▶ [Problem requirements] Could you restate the entries below word for word?

▶ [Exercise inputs]
—————
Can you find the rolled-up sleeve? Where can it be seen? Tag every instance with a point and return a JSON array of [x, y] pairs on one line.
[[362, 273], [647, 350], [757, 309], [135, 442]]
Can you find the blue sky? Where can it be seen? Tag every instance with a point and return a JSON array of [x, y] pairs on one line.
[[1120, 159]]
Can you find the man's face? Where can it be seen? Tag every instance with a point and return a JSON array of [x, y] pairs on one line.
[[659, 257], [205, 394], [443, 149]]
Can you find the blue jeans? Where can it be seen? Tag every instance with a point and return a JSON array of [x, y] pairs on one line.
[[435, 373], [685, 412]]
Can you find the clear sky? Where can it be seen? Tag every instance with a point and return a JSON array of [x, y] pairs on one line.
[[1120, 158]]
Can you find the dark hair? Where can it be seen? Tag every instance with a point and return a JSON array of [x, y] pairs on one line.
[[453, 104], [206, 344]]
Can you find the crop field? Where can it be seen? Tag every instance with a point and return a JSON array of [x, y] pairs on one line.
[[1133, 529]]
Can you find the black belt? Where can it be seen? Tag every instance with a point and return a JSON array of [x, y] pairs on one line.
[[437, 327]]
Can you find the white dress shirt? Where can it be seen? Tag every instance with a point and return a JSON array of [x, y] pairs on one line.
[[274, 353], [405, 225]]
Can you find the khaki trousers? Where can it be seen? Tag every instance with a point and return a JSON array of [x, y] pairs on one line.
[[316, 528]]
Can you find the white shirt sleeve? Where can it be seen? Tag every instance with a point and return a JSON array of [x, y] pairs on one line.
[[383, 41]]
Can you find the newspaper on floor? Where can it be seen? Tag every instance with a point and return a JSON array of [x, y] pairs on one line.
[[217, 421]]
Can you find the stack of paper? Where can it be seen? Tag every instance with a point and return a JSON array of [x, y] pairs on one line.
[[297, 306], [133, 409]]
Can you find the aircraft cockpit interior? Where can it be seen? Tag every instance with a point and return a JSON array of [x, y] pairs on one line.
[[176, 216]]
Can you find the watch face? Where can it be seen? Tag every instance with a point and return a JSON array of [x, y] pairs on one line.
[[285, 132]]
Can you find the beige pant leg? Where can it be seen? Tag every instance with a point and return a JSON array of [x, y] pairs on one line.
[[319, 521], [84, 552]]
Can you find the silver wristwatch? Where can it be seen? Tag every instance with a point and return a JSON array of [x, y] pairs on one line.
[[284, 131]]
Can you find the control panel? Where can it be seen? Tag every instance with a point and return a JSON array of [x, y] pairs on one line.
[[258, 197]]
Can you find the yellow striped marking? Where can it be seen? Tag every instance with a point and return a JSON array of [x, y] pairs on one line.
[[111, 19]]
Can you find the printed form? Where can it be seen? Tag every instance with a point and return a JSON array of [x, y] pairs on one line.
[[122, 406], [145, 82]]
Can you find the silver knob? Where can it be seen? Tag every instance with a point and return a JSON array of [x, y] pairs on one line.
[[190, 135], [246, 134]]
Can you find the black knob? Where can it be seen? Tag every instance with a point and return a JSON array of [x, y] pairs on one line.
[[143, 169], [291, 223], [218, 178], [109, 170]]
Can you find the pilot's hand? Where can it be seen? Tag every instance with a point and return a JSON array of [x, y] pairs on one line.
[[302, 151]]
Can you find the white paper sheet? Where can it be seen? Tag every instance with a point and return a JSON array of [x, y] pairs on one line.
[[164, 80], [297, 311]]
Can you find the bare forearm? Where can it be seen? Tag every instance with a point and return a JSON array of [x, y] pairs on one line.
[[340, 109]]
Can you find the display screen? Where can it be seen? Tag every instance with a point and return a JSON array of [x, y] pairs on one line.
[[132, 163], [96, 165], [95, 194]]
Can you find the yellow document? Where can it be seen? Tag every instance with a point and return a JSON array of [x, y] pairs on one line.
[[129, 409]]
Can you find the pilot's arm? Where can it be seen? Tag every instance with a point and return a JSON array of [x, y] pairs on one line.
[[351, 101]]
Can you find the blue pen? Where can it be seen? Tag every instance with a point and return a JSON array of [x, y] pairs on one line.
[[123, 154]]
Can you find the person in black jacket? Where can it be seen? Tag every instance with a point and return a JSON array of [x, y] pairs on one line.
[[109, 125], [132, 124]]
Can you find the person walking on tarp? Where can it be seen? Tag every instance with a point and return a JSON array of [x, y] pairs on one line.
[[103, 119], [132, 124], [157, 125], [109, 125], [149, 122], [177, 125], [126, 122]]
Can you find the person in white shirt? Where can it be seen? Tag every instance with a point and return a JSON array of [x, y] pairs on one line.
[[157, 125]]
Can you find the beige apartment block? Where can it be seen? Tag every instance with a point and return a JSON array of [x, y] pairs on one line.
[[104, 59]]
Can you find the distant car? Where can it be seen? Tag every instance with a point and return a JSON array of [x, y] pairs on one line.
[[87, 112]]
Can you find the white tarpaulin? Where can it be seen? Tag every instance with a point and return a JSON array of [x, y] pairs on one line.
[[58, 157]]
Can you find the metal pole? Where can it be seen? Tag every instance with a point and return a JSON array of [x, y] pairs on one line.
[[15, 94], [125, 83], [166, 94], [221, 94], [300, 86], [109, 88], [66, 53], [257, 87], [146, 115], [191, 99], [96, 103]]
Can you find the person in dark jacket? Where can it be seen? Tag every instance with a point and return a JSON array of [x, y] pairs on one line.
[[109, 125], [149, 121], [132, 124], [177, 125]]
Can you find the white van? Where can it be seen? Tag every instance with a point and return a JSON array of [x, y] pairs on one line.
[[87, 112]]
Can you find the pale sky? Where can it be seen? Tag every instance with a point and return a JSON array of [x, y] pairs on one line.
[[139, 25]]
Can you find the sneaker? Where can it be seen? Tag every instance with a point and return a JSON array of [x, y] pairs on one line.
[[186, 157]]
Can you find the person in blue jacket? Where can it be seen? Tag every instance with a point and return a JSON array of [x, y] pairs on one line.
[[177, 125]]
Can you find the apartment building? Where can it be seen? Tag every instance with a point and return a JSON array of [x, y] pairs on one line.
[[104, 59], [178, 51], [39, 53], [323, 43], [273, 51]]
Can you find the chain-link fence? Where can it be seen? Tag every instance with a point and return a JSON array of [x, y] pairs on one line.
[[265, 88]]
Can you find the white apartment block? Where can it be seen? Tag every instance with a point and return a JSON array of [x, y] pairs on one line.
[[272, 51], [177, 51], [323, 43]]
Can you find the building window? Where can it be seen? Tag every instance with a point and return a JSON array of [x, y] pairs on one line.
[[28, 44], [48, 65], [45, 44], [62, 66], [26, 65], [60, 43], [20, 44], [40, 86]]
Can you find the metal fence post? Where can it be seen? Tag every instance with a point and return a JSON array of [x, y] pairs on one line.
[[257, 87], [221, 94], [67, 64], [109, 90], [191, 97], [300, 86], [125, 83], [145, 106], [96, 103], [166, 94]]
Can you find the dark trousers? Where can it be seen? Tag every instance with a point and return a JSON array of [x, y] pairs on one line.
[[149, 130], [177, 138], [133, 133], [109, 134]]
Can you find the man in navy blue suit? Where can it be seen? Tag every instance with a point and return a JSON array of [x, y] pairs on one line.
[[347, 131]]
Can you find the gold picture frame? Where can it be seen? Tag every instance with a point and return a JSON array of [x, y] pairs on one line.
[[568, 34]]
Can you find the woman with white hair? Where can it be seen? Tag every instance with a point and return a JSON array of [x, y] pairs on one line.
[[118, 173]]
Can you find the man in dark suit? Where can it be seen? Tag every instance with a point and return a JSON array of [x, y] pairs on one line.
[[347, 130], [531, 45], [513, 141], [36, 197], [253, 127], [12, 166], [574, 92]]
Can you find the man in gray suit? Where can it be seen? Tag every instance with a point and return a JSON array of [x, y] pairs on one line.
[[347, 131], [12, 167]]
—————
▶ [Finished exercise]
Can you find the rolled-up sleeve? Where can it be seen? Tag every instance with a point and return a JSON array of [x, y] pairs on one line.
[[362, 273], [647, 350], [757, 309], [135, 442]]
Can you find the blue sky? Where can it be seen? Tag every instance with a point and return a JSON array of [x, y] pairs on one line.
[[1120, 159]]
Can you find the man's face? Where can it be seen? Tag every instance with a point and return a JSON array of [x, y] pairs on one line.
[[659, 257], [205, 394], [443, 149]]
Can you find the blue jeans? Where can it be seen? Tag every instance with a point and return a JSON array of [x, y] pairs on one line.
[[435, 373], [685, 412]]
Can you find the clear sky? Where can it be seen? Tag every instance with a point and return a JSON array of [x, y] pairs on one line.
[[1120, 158]]
Can you find the dark hair? Where can it be seen? Tag every instance with a point and return a JSON array of [x, y] pairs on one line.
[[453, 104], [206, 344]]
Can you find the crop field? Where can it be seen? Tag every instance with a point and return a JSON array of [x, y] pairs on one line.
[[1133, 529]]
Can you find the black belt? Where can it be seen? Tag every instance with a point and return a JSON array of [x, y] pairs on one line.
[[437, 327]]
Can you find the white dress shirt? Where can it be seen? Tag every instance with a point and return a JSON array of [x, y] pairs on one line.
[[274, 353], [405, 225]]
Can you find the khaki trousers? Where can it be seen? Tag every instance with a point and return a JSON array of [x, y] pairs on one line.
[[316, 528]]
Can you find the white shirt sleeve? Where can it be seen? Tag every instance with a point and return a JSON array of [x, y] pairs on one line.
[[383, 41]]
Can you find the newspaper on floor? Where can it be seen? Tag every instance with a point and return a JSON array of [x, y] pairs on one line.
[[217, 421]]
Can you find the stack of paper? Where can it be seen? Tag every instance with a point and return a JSON array of [x, y] pairs on one line.
[[297, 306], [133, 409]]
Can you find the aircraft cockpit interior? Where can it be seen? Tag every instance with a point and return a JSON array of [x, y] pairs on one line.
[[176, 216]]
Can you find the watch face? Where can it be seen? Tag every instance with a point and return a JSON array of [x, y] pairs on one line.
[[285, 132]]
Can you find the beige pant leg? Where can it be seen? Tag every instance with a point and return a JSON array of [x, y] pairs on one line.
[[319, 521], [84, 552]]
Can you find the silver wristwatch? Where can it be seen? Tag every instance with a point and return a JSON array of [x, y] pairs on one line.
[[284, 131]]
Can you find the control panel? Where can it be seen? Tag every instance with a point and return a JSON array of [x, y] pairs on one line.
[[258, 197]]
Can you find the yellow striped marking? Where can it be seen? Tag every instance with a point and return a JSON array of [x, y] pairs on one line.
[[111, 19]]
Can you find the printed form? Where can it be seen? Tag every instance with a point and return a JSON array of [x, y] pairs on one line.
[[122, 406], [145, 82]]
Can you find the silver knob? Where can it be seen? Tag every instance with a point and return a JSON array of [x, y] pairs on one line.
[[190, 135], [246, 134]]
Can you find the black knob? Where can it be seen? Tag every instance with a point and return a JSON array of [x, y] pairs on one line.
[[143, 169], [291, 223], [218, 178], [109, 170]]
Can you find the pilot's hand? Where can it be seen? Tag every instance with a point and return a JSON array of [x, y] pairs on one line.
[[302, 151]]
Can you find the white paper sheet? Where can it be seen? Tag every instance with a point and return a JSON array of [x, y] pairs on one line.
[[164, 80], [297, 311]]
Can you find the bare forearm? Where can it be seen? Tag every instance with a point and return a JSON array of [x, y] pairs on one line.
[[340, 109]]
Can you find the display screen? Where can it be seen? Tag every instance with a point and return a JSON array of [x, y] pairs on one line.
[[132, 163], [96, 165], [95, 194]]
Can you find the yellow document? Where can it be seen? Tag every instance with a point and return a JSON array of [x, y] pairs on one line.
[[129, 409]]
Can you find the pilot's arm? Where can it be seen? Tag every instance with a point and return a JSON array of [x, y] pairs on one line.
[[351, 101]]
Can you find the blue pen? Where can it be seen? Tag every instance with a point and return a JSON array of [x, y] pairs on one line.
[[123, 154]]
Can you find the person in black jacket? Where can it be seen? Tag every instance with a point and return a JSON array of [x, y] pairs on one line.
[[109, 125], [132, 124]]
Can you find the person walking on tarp? Where can it be seen? Tag every instance with a point and return a JSON array of [x, y] pairs on one line.
[[103, 119], [132, 124], [157, 125], [109, 125], [149, 122], [177, 125], [126, 122]]
Can you find the person in white shirt? Where can it be seen? Tag every instance with a point and return a JSON array of [x, y] pairs on one line.
[[157, 125]]
Can you find the beige apartment block? Where can it be seen? Tag every instance with a point and return a JSON array of [x, y] pairs on one line.
[[104, 59]]
Can you find the distant car? Where can it be seen? Tag every instance with a point and return a JSON array of [x, y] pairs on one line.
[[87, 112]]
Can you find the white tarpaulin? Where can it be seen? Tag every instance with a point and return a JSON array of [x, y] pairs on one line.
[[58, 157]]
Can you find the metal pole? Where can it be seen? Tag every instance with a point and return a JSON array of [x, y] pairs on one line.
[[15, 94], [125, 83], [166, 94], [221, 94], [300, 86], [109, 88], [66, 53], [257, 87], [146, 115], [191, 99], [96, 103]]
Can you find the person in dark jacket? Where can it be seen? Tag every instance with a point and return a JSON array of [x, y] pairs on one line.
[[109, 125], [149, 121], [132, 124], [177, 125]]
Can you find the white van? Where can it be seen? Tag every instance with a point and return a JSON array of [x, y] pairs on one line.
[[87, 112]]
Can you find the pale sky? Where can it be seen? Tag every instance with a point and return a JSON array of [x, y] pairs on one line.
[[139, 25]]
Can you find the sneaker? Where can it be seen? Tag every instance with a point and return a JSON array of [x, y] pairs on one line.
[[186, 157]]
Can you find the person in blue jacket? Where can it be seen? Tag every instance with a point and return a JSON array of [x, y] pairs on one line.
[[177, 125]]
Can you find the apartment building? Where can it be seen? Tag every instance with a point and return a JSON array of [x, y] pairs on one line.
[[104, 59], [178, 51], [39, 53], [323, 43], [273, 51]]
Can you find the chain-link fence? Where can it be seen? Tag every instance with a point and return a JSON array of [x, y] pairs on one line.
[[265, 88]]
Can you find the white apartment block? Where can it be seen? Tag every instance with a point and return a JSON array of [x, y] pairs on one line.
[[272, 51], [177, 51], [323, 43]]
Can you find the building window? Where can it be seen? Tag every instance with a point and return a JSON array of [x, y] pairs on one line.
[[28, 44], [48, 65], [45, 44], [62, 66], [26, 65], [60, 43], [20, 44], [40, 86]]
Can you find the metal fence post? Where can it be seen? Tag every instance with a point and return a JSON array of [x, y] pairs on one line.
[[257, 87], [221, 94], [67, 64], [109, 90], [191, 97], [300, 86], [125, 83], [145, 106], [96, 103], [166, 94]]
Can you find the dark trousers? Where can it be seen? Tag every instance with a point and return a JSON array of [x, y] pairs on one line.
[[149, 130], [177, 138], [133, 133], [109, 134]]
Can you find the man in navy blue suit? Where can it be seen? Tag every instance with a point and return a JSON array of [x, y] pairs on one line.
[[347, 131]]
Can you find the gold picture frame? Where can it be seen? Tag every instance with a point and return a JSON array of [x, y] pairs on one line.
[[568, 34]]
Can you find the woman with white hair? Where can it be seen? Tag every instance with a point and return a JSON array of [x, y] pairs on one line.
[[118, 173]]
Can you find the man in dark suit? Where can it be seen? Tag every instance with a point and return a JSON array of [x, y] pairs on one line.
[[347, 130], [531, 45], [513, 141], [36, 197], [253, 127], [12, 166], [574, 92]]
Can you find the man in gray suit? Where can it be seen? Tag every instance with a point and return a JSON array of [x, y] pairs on one line.
[[347, 131], [12, 167]]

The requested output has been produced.